(WHAT YOU WILL DO): Pick up the commentary on the Deutsche Oper am Rhein's canceled Tannhäuser after its final sentence and carry it forward.

(EXCERPT PROVIDED):
By James Jorden
It may have been Robert A. Heinlein or Napoleon Bonaparte who first crafted that variation on Occam’s Razor “Never attribute to malice that which can be adequately explained by stupidity.” But whoever said it, in whatever century and in whatever language, it certainly seems to apply to the fiasco that is the Deutsche Oper am Rhein’s Tannhäuser.
Not that we’re talking about the production per se here; no one really knows much about what really transpired onstage besides the first-night audience who actually saw seen it, minus that subset who slammed the doors on the way out of the theater and those mysteriously delicate Düsseldorfers whose exposure to imagery from the recent past landed them in the ER.
No, since the DO have taken the virtually unprecedented step of canceling the production after the first night, the vast majority of opera-watchers in the world have no way of gaining first-hand knowledge of what the production is like, and vanishingly little of second-hand. There’s no complete video, not even a trailer, and the company has released only a dozen or so fairly innocuous still photos. A TV news report offers a few seconds of dress rehearsal footage.
And the production will apparently never be revived.
Not that this lack of information has hampered armchair experts half a continent away from framing and expounding detailed exegeses of the production. For example, the cocktail of Wagner, the Holocaust and Regie proved irresistible catnip for Norman Lebrecht, who has spent the best part of the past week cheerleading for the banning of a production he has never laid eyes on.
But even serious journalists are running around with their hair on fire. In The Guardian, Kate Connolly placidly parrots the claim made by the DO’s press department that “some scenes, in particular the very realistically portrayed shooting scene, caused such strong psychological and physical reactions in some visitors that some of them had to be taken into medical care,” without bothering to ask how many “visitors” were so taken with vapors, or, more to the point, why exactly an opera company is receiving medical updates from members of the audience.
Unfazed by having no facts to go on, Connolly does what any crack British journalist does under the circumstances, which is to interview an Oxford academic who not only knows nothing about the particulars of the case but seems shaky on musical history as well:
This production rather hit the audience over the head with its message. It recalls the scenes in Ken Russell’s film Lisztomania, in which Wagner emerges from a Nazi grave at a Nuremberg-style rally and shoots everyone with a machine-gun-cum-electric guitar. While Wagner has questions to answer in relation to the Third Reich, a degree of subtlety would help.
Yes, subtlety is nice, but so is honesty. Did this James Kennaway see the production, and, if as it seems, he did not, what is he doing commenting on it?

(STORED DATA):

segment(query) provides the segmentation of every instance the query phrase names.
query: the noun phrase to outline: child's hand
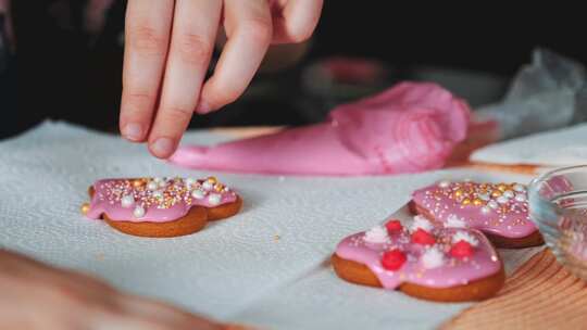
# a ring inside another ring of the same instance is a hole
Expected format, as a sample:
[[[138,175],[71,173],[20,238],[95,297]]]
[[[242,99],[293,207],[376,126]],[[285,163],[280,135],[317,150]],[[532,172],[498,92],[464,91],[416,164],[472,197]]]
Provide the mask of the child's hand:
[[[317,24],[322,0],[128,0],[121,131],[175,151],[193,111],[235,101],[270,43],[300,42]],[[228,41],[204,80],[218,27]]]

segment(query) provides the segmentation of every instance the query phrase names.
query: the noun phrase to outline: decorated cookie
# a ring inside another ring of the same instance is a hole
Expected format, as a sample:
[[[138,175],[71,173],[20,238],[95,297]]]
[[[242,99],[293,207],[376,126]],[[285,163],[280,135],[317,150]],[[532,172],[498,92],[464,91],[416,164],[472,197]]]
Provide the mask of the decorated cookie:
[[[411,210],[444,227],[478,229],[498,248],[544,243],[529,219],[524,185],[440,181],[416,190]]]
[[[89,218],[140,237],[177,237],[202,229],[209,220],[238,213],[240,198],[216,178],[105,179],[89,189],[82,206]]]
[[[445,228],[422,216],[407,226],[390,220],[344,239],[332,262],[349,282],[430,301],[484,300],[504,282],[502,262],[480,231]]]

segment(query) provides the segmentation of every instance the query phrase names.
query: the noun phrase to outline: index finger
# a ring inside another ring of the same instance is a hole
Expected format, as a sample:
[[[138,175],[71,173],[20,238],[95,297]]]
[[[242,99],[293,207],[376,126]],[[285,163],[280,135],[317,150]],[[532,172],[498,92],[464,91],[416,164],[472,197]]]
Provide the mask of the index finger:
[[[121,132],[143,141],[150,129],[167,53],[173,0],[129,0],[126,9]]]

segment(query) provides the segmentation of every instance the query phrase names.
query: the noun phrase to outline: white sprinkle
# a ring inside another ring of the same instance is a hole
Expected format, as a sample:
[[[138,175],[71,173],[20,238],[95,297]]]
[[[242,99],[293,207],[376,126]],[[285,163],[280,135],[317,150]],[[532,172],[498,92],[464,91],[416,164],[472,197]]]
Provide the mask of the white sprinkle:
[[[522,194],[522,193],[519,193],[515,195],[515,200],[519,201],[519,202],[525,202],[526,201],[526,195]]]
[[[135,198],[132,194],[126,194],[121,199],[122,207],[128,208],[135,204]]]
[[[463,230],[457,231],[452,237],[452,243],[458,243],[460,241],[465,241],[473,246],[477,246],[479,243],[479,241],[473,234]]]
[[[133,215],[136,218],[143,217],[145,216],[145,208],[142,208],[142,206],[140,206],[140,205],[137,205],[137,207],[135,207],[135,210],[133,211]]]
[[[210,181],[210,180],[205,180],[202,183],[202,188],[204,190],[212,190],[212,189],[214,189],[214,183],[212,183],[212,181]]]
[[[189,188],[193,185],[196,185],[197,180],[195,178],[187,178],[184,180],[184,183]]]
[[[196,189],[191,192],[191,196],[196,200],[201,200],[205,196],[205,193],[201,191],[200,189]]]
[[[482,201],[489,201],[491,199],[488,193],[479,193],[477,196]]]
[[[365,242],[370,243],[385,243],[388,239],[387,230],[382,226],[375,226],[370,230],[365,231],[365,236],[363,237],[363,239],[365,240]]]
[[[211,193],[209,196],[208,196],[208,203],[210,203],[210,205],[218,205],[220,202],[222,200],[222,196],[217,193]]]
[[[447,221],[445,223],[445,227],[447,228],[464,228],[466,227],[466,223],[463,218],[459,218],[457,215],[451,214],[447,217]]]
[[[513,199],[514,193],[513,193],[513,191],[511,191],[511,190],[505,190],[505,191],[503,192],[503,195],[507,196],[508,199]]]
[[[440,188],[448,188],[449,186],[450,186],[449,180],[442,180],[442,181],[438,182],[438,187],[440,187]]]
[[[445,255],[436,248],[426,250],[421,256],[421,262],[424,268],[432,269],[440,267],[445,264]]]

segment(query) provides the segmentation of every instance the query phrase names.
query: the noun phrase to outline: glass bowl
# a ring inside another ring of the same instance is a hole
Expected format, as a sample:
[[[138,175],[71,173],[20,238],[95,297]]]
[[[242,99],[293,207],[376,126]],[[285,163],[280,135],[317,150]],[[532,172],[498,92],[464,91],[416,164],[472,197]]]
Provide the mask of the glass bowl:
[[[530,218],[546,244],[571,272],[587,280],[587,165],[534,179],[528,202]]]

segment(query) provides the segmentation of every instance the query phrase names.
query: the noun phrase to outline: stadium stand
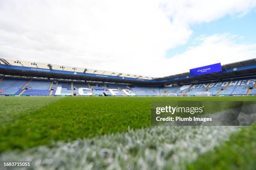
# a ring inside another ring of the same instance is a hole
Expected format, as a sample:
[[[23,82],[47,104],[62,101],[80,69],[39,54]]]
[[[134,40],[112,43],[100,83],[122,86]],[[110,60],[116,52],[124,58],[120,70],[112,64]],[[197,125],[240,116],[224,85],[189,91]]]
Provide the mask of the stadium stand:
[[[223,65],[223,71],[207,74],[205,77],[190,77],[189,72],[186,72],[160,78],[10,59],[4,60],[6,62],[0,63],[1,95],[157,96],[205,93],[210,95],[256,95],[255,59]],[[58,72],[54,74],[51,70]],[[91,75],[83,75],[81,73]],[[33,76],[33,74],[37,74]],[[114,78],[115,79],[111,79]],[[137,81],[139,79],[143,80]]]
[[[195,95],[207,92],[211,95],[255,95],[254,77],[200,82],[170,87],[146,87],[136,85],[70,82],[4,78],[0,82],[0,95],[84,96]],[[73,89],[71,89],[73,85]],[[52,85],[51,87],[51,85]],[[23,89],[24,88],[24,89]],[[79,90],[80,89],[80,90]],[[82,90],[82,91],[81,91]]]

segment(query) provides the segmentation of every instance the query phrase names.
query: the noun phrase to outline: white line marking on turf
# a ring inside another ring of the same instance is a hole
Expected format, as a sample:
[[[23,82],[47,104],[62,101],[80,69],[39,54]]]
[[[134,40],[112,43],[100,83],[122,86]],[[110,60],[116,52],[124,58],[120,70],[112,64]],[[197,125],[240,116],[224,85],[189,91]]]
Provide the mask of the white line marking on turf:
[[[173,169],[240,130],[235,126],[159,126],[130,130],[25,152],[2,153],[0,160],[31,161],[33,169]]]

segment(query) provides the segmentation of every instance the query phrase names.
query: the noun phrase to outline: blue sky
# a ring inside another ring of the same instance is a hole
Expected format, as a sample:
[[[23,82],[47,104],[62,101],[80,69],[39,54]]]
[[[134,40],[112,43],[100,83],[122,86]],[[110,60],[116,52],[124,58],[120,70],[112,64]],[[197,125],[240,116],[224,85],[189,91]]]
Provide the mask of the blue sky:
[[[215,34],[228,33],[241,37],[236,39],[237,43],[256,43],[256,10],[242,16],[227,15],[210,22],[191,24],[190,27],[193,33],[189,40],[184,45],[167,51],[166,58],[185,52],[188,48],[194,45],[192,43],[194,40],[201,35],[209,36]]]
[[[0,56],[167,76],[256,58],[256,0],[0,0]]]

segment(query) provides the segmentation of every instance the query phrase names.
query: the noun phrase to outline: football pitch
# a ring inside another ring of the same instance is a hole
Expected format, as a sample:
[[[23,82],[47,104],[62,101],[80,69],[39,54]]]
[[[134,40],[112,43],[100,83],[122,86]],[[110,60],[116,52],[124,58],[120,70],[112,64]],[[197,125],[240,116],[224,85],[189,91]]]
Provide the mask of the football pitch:
[[[256,167],[255,126],[151,127],[158,101],[256,98],[1,97],[0,161],[37,161],[34,169]]]

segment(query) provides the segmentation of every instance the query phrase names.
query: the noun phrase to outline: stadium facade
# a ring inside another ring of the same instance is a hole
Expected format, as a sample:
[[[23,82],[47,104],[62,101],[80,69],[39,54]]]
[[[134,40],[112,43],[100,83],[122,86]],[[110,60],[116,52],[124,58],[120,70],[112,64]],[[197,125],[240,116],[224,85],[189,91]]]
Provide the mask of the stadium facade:
[[[0,95],[255,95],[256,59],[163,78],[0,58]]]

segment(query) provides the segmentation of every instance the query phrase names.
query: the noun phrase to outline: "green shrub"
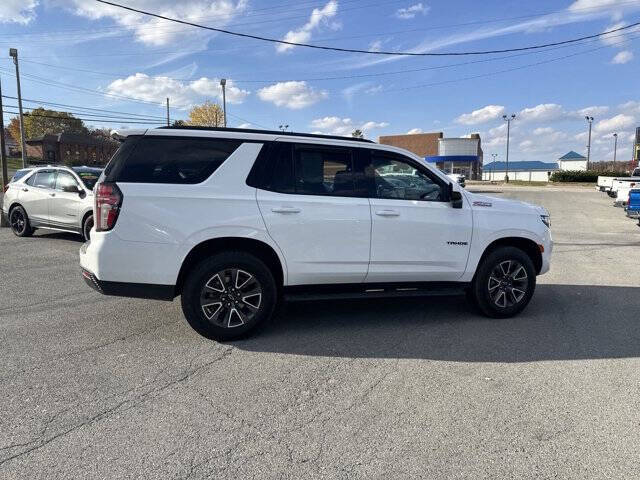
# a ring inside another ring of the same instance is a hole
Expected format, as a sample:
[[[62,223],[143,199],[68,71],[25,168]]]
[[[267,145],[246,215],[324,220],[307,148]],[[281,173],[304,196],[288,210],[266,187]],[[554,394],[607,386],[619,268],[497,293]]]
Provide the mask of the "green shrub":
[[[598,177],[628,177],[626,172],[595,172],[593,170],[566,170],[553,172],[551,174],[552,182],[585,182],[595,183]]]

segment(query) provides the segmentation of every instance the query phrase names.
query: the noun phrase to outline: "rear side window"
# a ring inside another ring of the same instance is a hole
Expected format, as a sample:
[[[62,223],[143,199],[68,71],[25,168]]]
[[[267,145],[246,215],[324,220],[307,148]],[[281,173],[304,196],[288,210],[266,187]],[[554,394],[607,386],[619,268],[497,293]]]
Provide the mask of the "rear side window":
[[[114,162],[107,177],[110,181],[131,183],[200,183],[241,143],[229,139],[142,137],[126,159]]]
[[[56,172],[42,170],[29,177],[27,184],[38,188],[53,188],[56,181]]]

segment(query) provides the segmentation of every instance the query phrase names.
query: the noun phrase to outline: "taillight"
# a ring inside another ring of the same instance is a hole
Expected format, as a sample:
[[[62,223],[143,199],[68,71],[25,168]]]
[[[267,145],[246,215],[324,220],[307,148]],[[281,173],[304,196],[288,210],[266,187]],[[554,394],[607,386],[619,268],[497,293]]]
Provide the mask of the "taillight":
[[[122,192],[115,183],[99,183],[95,189],[93,214],[96,232],[111,230],[118,220]]]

(OUTPUT OF THE TASK):
So, since I know as little as everyone else, what follows is almost pure guesswork, with a few provisional conclusions based on the assumption that at least some of the hearsay floating around is correct.
This is Burkhard Kosminski’s first attempt at directing opera. He has a rather long resumé in straight theater, about 40 productions since 2000. Here, for example, is a trailer for his staging of August: Osage County.
The reviews for the opera, meanwhile, are most negative:
“Es ist eine schlechte, weil unsensible und unwürdige Inszenierung. Und das ist schade, weil das gesamte Ensemble eine überzeugende Leistung abliefert, die so nicht ausreichend gewürdigt wird.”
“Es ist ein Abend, dessen Wirkung man sich nicht entziehen kann – und der gleichzeitig, alsTannhäuser-Produktion betrachtet, ein szenisches Desaster und musikalisch über weite Strecken enttäuschend oder gar ärgerlich ist.”
And so far as I can make out from descriptions of the production, Kosminski’s big ideas mostly involve the first 45 minutes of the opera and the finale: during the overture, there is a graphic depiction of execution by lethal gas, and then, at a pause in the scene between Venus and Tannhäuser, the “hero,” apparently a passive stooge for the Nazis, shoots dead a husband, wife and child. Later, Elisabeth, who by the third act has taken the veil as a nun, is raped by Wolfram and then self-immolates, leaving a refugee child to hand an olive branch to the dying sinner.
Yes, it does sound rather heavy-handed and something of a mess. But, even stipulating that, should the staging have been canceled after the first night?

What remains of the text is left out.